▶ Source records
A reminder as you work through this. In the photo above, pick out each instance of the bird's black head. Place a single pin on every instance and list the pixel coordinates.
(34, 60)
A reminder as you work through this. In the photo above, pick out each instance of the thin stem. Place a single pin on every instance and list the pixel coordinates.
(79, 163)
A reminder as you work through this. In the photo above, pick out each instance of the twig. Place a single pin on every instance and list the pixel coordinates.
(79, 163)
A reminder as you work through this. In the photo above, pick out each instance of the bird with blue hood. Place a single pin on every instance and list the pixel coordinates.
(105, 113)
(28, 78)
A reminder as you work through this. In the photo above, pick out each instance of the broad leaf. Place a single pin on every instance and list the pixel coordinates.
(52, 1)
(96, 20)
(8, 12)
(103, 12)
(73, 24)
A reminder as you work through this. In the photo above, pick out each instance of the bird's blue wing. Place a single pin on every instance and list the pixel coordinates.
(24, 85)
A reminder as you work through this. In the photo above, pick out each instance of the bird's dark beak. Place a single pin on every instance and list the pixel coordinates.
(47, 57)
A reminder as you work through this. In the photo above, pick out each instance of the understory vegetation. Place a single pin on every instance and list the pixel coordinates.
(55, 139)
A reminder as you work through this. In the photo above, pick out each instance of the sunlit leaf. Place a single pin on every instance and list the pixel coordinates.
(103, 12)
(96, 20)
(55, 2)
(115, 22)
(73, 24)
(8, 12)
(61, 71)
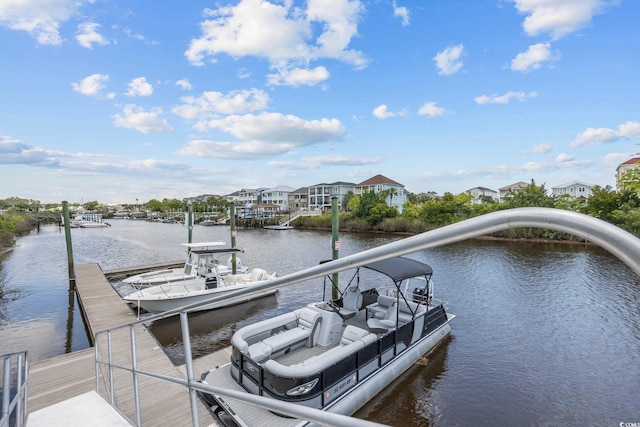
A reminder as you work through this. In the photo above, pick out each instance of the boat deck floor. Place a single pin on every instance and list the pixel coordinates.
(251, 415)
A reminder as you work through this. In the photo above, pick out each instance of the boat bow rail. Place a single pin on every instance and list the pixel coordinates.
(620, 243)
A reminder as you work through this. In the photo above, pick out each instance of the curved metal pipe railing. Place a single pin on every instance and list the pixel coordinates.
(617, 241)
(620, 243)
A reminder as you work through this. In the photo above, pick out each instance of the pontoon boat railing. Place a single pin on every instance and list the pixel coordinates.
(620, 243)
(109, 383)
(15, 368)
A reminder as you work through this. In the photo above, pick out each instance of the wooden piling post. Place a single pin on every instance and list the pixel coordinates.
(335, 244)
(67, 235)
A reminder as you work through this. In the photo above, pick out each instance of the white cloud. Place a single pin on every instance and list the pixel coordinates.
(402, 13)
(533, 58)
(558, 17)
(92, 85)
(299, 77)
(212, 104)
(232, 150)
(508, 171)
(40, 18)
(134, 117)
(564, 157)
(313, 162)
(382, 112)
(505, 98)
(281, 33)
(613, 160)
(449, 60)
(263, 135)
(542, 148)
(88, 35)
(431, 109)
(139, 87)
(598, 136)
(184, 84)
(280, 128)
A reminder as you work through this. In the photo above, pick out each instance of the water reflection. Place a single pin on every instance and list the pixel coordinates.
(210, 331)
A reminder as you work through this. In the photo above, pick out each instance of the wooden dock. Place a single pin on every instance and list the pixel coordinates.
(121, 273)
(64, 377)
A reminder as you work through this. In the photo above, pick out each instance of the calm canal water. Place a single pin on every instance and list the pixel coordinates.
(544, 334)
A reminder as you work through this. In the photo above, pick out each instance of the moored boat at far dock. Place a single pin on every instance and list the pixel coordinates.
(336, 354)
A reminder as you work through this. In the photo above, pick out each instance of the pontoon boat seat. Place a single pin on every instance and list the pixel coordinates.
(311, 366)
(379, 309)
(351, 302)
(283, 342)
(388, 321)
(352, 334)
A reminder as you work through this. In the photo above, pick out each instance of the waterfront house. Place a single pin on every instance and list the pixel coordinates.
(396, 193)
(508, 191)
(320, 194)
(574, 189)
(480, 195)
(299, 199)
(624, 168)
(249, 196)
(278, 196)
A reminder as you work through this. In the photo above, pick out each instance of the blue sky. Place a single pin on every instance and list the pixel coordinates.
(117, 101)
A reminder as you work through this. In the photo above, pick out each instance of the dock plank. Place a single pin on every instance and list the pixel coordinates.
(61, 378)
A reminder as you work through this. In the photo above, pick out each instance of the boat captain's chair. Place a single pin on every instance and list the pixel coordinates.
(351, 302)
(387, 322)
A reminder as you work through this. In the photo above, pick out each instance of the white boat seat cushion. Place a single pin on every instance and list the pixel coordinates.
(387, 322)
(352, 298)
(379, 309)
(351, 334)
(303, 334)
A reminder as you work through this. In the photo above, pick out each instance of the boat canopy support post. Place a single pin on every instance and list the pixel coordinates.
(622, 244)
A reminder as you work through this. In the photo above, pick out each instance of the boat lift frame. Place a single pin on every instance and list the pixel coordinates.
(620, 243)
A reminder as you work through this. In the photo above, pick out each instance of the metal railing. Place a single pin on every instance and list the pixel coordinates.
(620, 243)
(109, 381)
(15, 373)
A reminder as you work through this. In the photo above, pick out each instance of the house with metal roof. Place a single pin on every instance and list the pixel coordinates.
(479, 195)
(508, 191)
(574, 189)
(396, 193)
(624, 168)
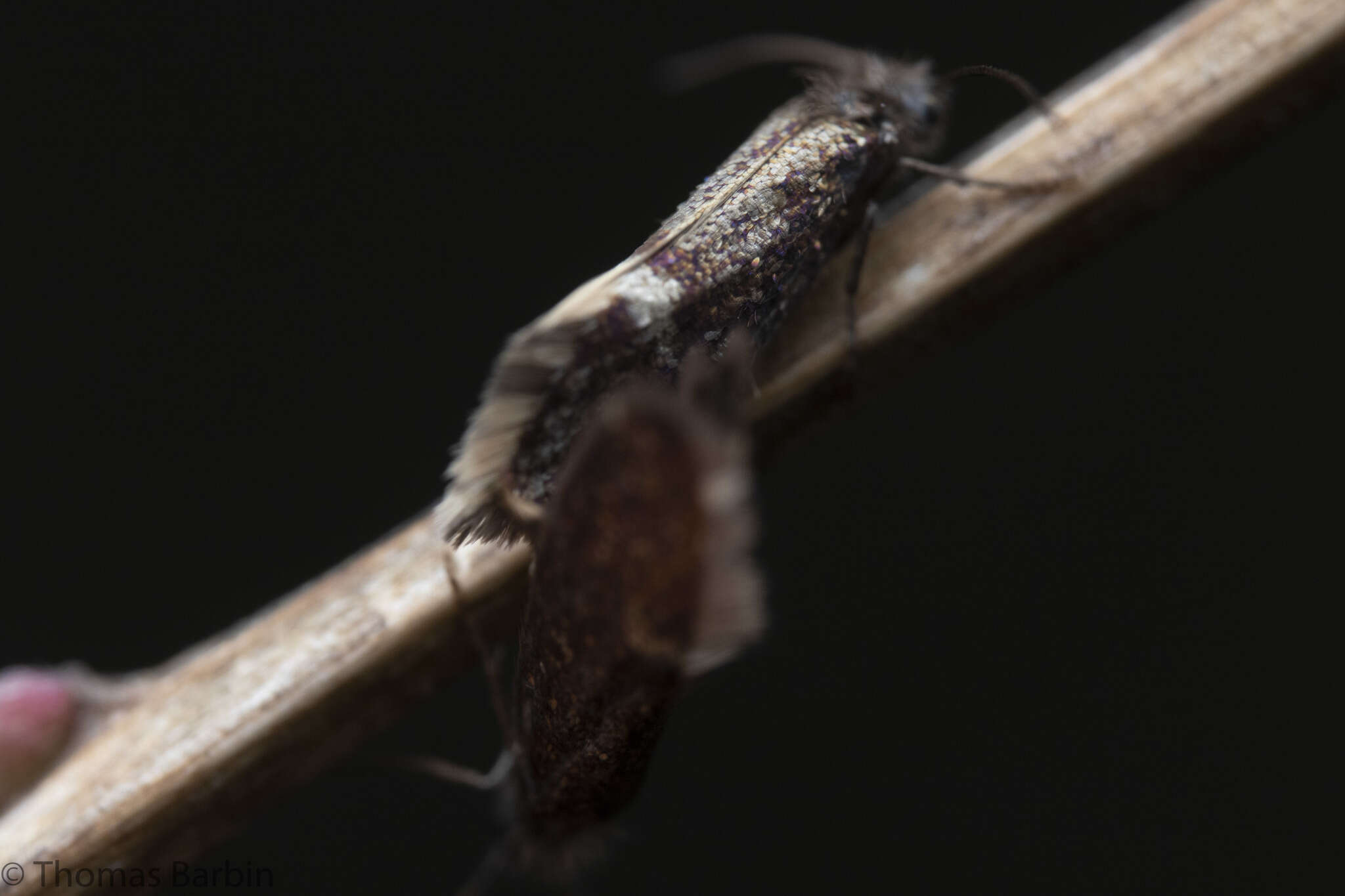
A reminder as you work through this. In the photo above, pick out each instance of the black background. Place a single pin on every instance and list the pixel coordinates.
(1038, 610)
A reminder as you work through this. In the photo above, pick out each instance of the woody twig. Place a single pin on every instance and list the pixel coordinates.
(211, 736)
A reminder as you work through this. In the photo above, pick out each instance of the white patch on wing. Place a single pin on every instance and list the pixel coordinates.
(648, 296)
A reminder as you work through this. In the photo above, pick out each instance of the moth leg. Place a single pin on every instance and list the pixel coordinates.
(456, 774)
(452, 771)
(1043, 186)
(852, 286)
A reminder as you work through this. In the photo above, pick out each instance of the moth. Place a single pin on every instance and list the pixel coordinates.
(642, 580)
(744, 246)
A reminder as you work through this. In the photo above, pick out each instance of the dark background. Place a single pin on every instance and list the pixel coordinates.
(1039, 610)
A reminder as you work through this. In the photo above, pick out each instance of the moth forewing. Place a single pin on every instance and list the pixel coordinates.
(744, 245)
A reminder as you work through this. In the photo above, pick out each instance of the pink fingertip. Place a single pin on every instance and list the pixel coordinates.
(37, 710)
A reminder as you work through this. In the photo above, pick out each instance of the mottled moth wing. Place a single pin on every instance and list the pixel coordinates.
(745, 244)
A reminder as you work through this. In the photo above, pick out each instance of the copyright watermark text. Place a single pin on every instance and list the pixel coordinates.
(185, 875)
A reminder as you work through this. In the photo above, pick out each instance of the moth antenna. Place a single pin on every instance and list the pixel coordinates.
(1017, 81)
(703, 66)
(495, 864)
(1042, 186)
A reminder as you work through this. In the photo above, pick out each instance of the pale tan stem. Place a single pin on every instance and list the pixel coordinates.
(271, 703)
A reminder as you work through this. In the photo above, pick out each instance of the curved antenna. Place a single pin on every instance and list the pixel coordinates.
(703, 66)
(1017, 81)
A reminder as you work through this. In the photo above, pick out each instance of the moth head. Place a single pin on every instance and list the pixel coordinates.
(904, 101)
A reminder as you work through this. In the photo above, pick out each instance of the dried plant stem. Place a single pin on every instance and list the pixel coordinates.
(284, 694)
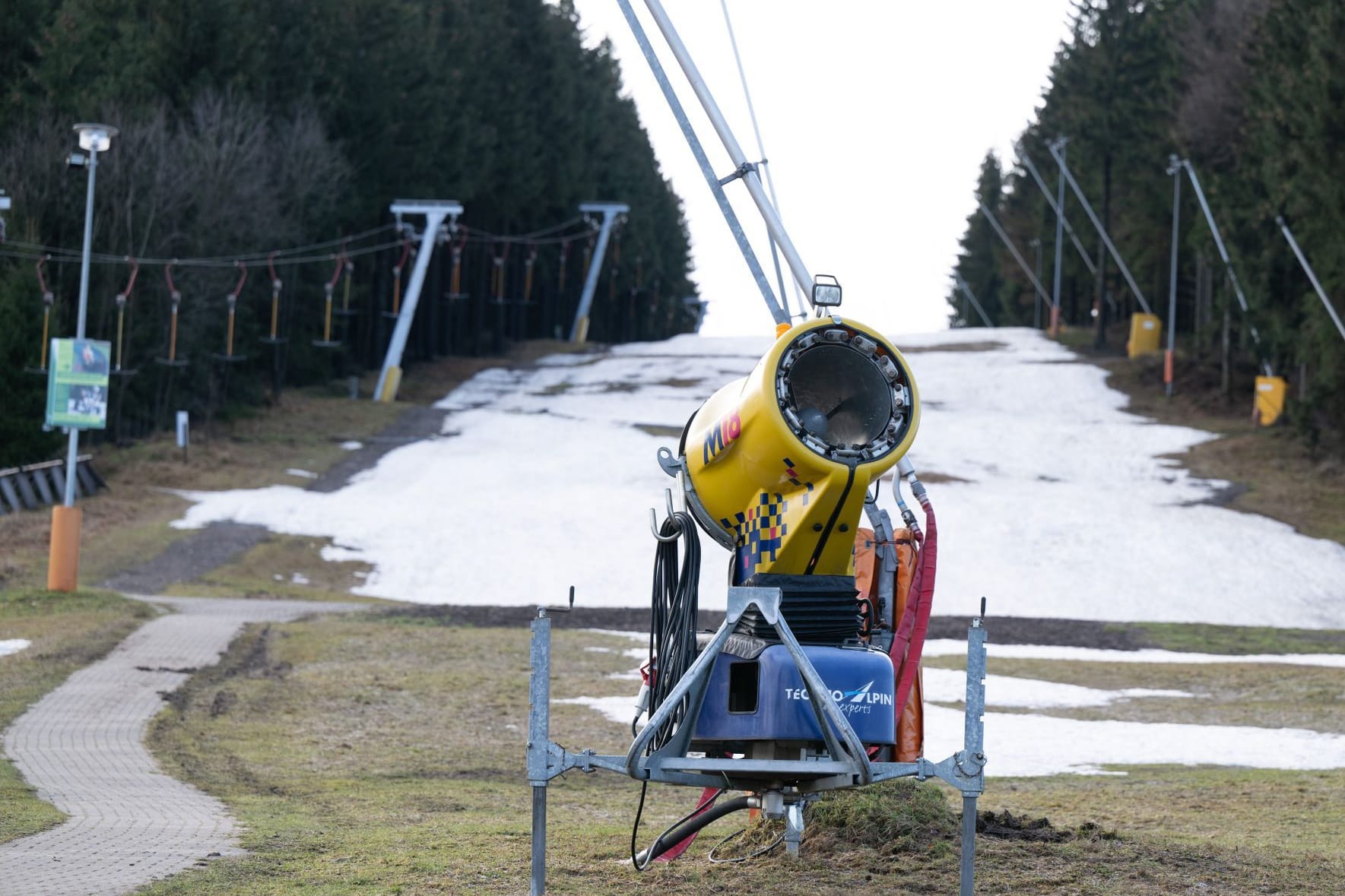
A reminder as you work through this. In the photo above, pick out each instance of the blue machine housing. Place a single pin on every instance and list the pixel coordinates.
(763, 697)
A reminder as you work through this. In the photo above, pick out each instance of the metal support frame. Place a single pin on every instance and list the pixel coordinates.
(1223, 255)
(1175, 166)
(1013, 251)
(1312, 275)
(579, 331)
(846, 766)
(1102, 232)
(435, 211)
(972, 298)
(731, 217)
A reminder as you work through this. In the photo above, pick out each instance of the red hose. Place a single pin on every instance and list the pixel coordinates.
(915, 620)
(708, 798)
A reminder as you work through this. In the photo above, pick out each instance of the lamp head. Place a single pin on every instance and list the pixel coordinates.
(96, 138)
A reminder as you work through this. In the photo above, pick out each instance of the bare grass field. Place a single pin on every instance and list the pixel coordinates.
(384, 752)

▶ What you are asked to do
Please set the records down again exactly as written. The pictures should not be included.

▶ Response below
A reminder as you work through this. In the photo above, pick out each instance of the bird's black head. Place a single pin on every instance and list the pixel coordinates.
(34, 60)
A reminder as you work through this. In the photo above, pick out each instance of the thin stem. Place a single pin on every instance and list the pixel coordinates.
(79, 163)
A reminder as you work through this. In the photo above, pick out each instance of the twig. Place a single pin on every instance and list the pixel coordinates.
(79, 163)
A reminder as you work through this. In the photo above, pick out each instance of the bird with blue hood. Place a single pin on every instance and list the pixel coordinates.
(105, 113)
(28, 78)
A reminder as you work through this. In the photo above, pick out each instance of the broad leaf. Place a single pin on every instance and list the pixel coordinates.
(52, 1)
(96, 20)
(8, 12)
(103, 12)
(73, 24)
A reminder as you work through this. In the photo above, pick out each instance of the bird's blue wing. Place a single pin on every instance and list the pixel coordinates.
(24, 85)
A reminder as you work through this. In the photo above, pick out each instance of the bird's dark beak. Place a single pin on every instance and list the pixel coordinates.
(47, 57)
A reminder as you work through this. In the photo above, pick out each instance of the understory vegetation. Place a single pin on every instance and list the pixel coordinates.
(55, 139)
A reminder as you work through this. In the photo above, pick out each instance of the sunlit leaf. Place a single pin on every instance and list the pixel coordinates.
(103, 12)
(96, 20)
(55, 2)
(115, 22)
(73, 24)
(8, 12)
(61, 71)
A reminder as you work through this. In the photo above, pick out each instance of the boat deck floor. Place a single pin on every instance and list the pixel coordinates.
(251, 415)
A reminder as you work through this. In the photo above, pick out each instance of the boat bow rail. Place a single pin on every instance and list the pixel coordinates.
(620, 243)
A reminder as you work through this. In the photo above, pick out each instance of the curved metal pipe railing. Place a single pin on every instance and list the pixel coordinates.
(617, 241)
(620, 243)
A reminder as you work through this. In the photo above, pick out each instance of the pontoon boat railing. Place a single pin on every instance and list the pixel coordinates.
(620, 243)
(109, 383)
(15, 368)
A reminder as you work through this. In the photo above, pick out each instance of the wooden piling post. Place a single pin on every instance and list the pixel coordinates.
(335, 244)
(67, 235)
A reminder as you work through this. In the photo above, pick out each instance of the white cloud. Place a single pin on every instance and list the pixel coordinates.
(402, 13)
(533, 58)
(558, 17)
(92, 85)
(299, 77)
(212, 104)
(232, 150)
(508, 171)
(40, 18)
(134, 117)
(564, 157)
(313, 162)
(382, 112)
(505, 98)
(281, 33)
(613, 160)
(449, 60)
(263, 135)
(542, 148)
(88, 35)
(431, 109)
(139, 87)
(598, 136)
(184, 84)
(280, 128)
A reminder as you work through this. In the photo above, pick out each instance of the water reflection. Place a single pin on every instance and list the pixel coordinates.
(210, 331)
A reminder as you work through this. In the photo above, pick out each instance of the wooden dock. Place a single pin on every instance and list the pixel coordinates.
(121, 273)
(64, 377)
A reminder as you work through this. In the photo above, pick out each instance of the calm canal water. Place a single pin on every instance and list the pixel coordinates.
(544, 334)
A reminder as you work through this. In the photo above, pick out each instance of the moored boat at far dock. Place a single pin on every instance and list the pixel coordinates.
(336, 354)
A reminder as you work through this. In the photo above, pick out each instance of the pontoon boat seat. Place a single pin on every instance and list the pixel coordinates.
(311, 366)
(379, 309)
(351, 302)
(283, 342)
(388, 321)
(352, 334)
A reminder as you work through this. In the photo above, pick out each instance of the waterfront house. Place a single pin on every instance and list the pixel coordinates.
(396, 193)
(508, 191)
(320, 194)
(574, 189)
(480, 195)
(299, 199)
(624, 168)
(249, 196)
(278, 196)
A reminder as you work through this. In the photo above, pick out each instance of the blue sky. Place a single pin on every instance and list the pixel coordinates.
(117, 101)
A reminder as you work through this. In the photo above, pick out each instance of the dock plank. Place a single pin on every instance and list the pixel coordinates.
(61, 378)
A reminder as you work through this. In the photo above, pick out each instance of the boat captain's chair. Place a single pin on every instance and list the pixel coordinates.
(351, 302)
(387, 322)
A reminder as you work through this. In the photo above, pick out each instance of the white boat seat cushion. Place a single pin on every instance and list the pixel coordinates.
(387, 322)
(352, 298)
(379, 309)
(351, 334)
(303, 334)
A reminder as you work through this. In the photo above, pick out each instance of the boat canopy support post. Place a single pin on every instance and list the pixel coordinates.
(622, 244)
A reminder as you work through this. In the photo above, pick out each instance of the boat lift frame. Place a single pin on every instance and list the pixel coordinates.
(620, 243)
A reminder as you work through this. In the photo above, pick out each instance of the metal railing. Place a single pin on every instance and list the pixel coordinates.
(620, 243)
(109, 381)
(15, 373)
A reminder as you work through this. In the photo above, pick out each instance of the house with metal roof. Place a single pin on every instance and list the pixel coordinates.
(479, 195)
(508, 191)
(574, 189)
(396, 193)
(624, 168)
A reminder as you work through this. In the photo above, pick out each instance of the black background. Place a single pin on every instance and list the pixel coordinates.
(1038, 610)
A reminder as you work through this. In the photo above, pick out each instance of the woody twig. Place a single pin on every instance and list the pixel coordinates.
(211, 736)
A reminder as you work through this. In the photo above, pick out each instance of the white patch on wing. Place a single pin on every instance and list the pixel coordinates.
(648, 296)
A reminder as you work through this. In the photo above, pick out each instance of the moth leg. Place a single pin on every instance and list the pixel coordinates.
(456, 774)
(452, 771)
(1043, 186)
(852, 286)
A reminder as you work through this. In the photo above, pick out each instance of the moth. Place a single pin on every instance and list the pixel coordinates.
(642, 580)
(744, 246)
A reminder as you work through this. In the photo above, pick out each instance of the dark background. Place a single pin on every instance and list the pixel coordinates.
(1039, 610)
A reminder as you work through this. In the photo above, pick out each instance of the moth forewing. Place a single pin on every instance and list the pixel coordinates.
(744, 245)
A reminder as you work through this. In the photo above, pick out each instance of the pink fingertip. Place a single pin on every instance and list the pixel coordinates.
(37, 710)
A reminder as you work through this. In the photo above, pick out each instance of the mottled moth wing. Place a single pin on every instance and list the pixel coordinates.
(745, 244)
A reminder as you work through this. In the photo above, pick out each instance of the copyright watermark text. Place a single pin on every instance and list the pixel coordinates.
(185, 875)
A reminder as you work through this. In the photo above, pick out each instance of the moth antenna. Place a single pin on every instance and list the pixel coordinates.
(1017, 81)
(703, 66)
(495, 864)
(1042, 186)
A reminder as you work through this. In the photo above, pick out each instance of the pale tan stem. Place a single pin on every instance and list the pixel coordinates.
(271, 703)
A reminder as you work through this. In the photo above, pick out each instance of the curved antenna. Place a single pin on every instance and list the pixel coordinates.
(703, 66)
(1017, 81)
A reminder as you work through this. In the photo above, pick out each instance of the moth head. Place a single pin on every instance and list the pixel coordinates.
(904, 101)
A reminder as you work through this. In the photo above, pick out each instance of the dried plant stem. Place a single pin on every instance and list the pixel coordinates.
(284, 694)
A reminder as you work through this. In the photo above, pick out each instance of the blue machine housing. Place a single pin on every instance and list the pixel coordinates.
(763, 697)
A reminder as you work through this. In the photo above, pick out each instance of the metal support frame. Place a single pin on every instance and list the pixel coordinates.
(1223, 255)
(1175, 166)
(1013, 251)
(1312, 275)
(579, 331)
(846, 766)
(1102, 232)
(435, 211)
(972, 298)
(731, 217)
A reminder as you work through this. In the photo above, pick out each instance of the red hose. Place a single pin on every instance and list the pixel coordinates.
(915, 620)
(708, 798)
A reminder as you work through this. In the photo above, pick out each instance of the lamp head. Place a single pin on every instance and list the pixel coordinates.
(96, 138)
A reminder as you work through this. In the photo above, pick out each instance of the bare grass field. Place a single pin on every instance and list the pixel coordinates.
(384, 752)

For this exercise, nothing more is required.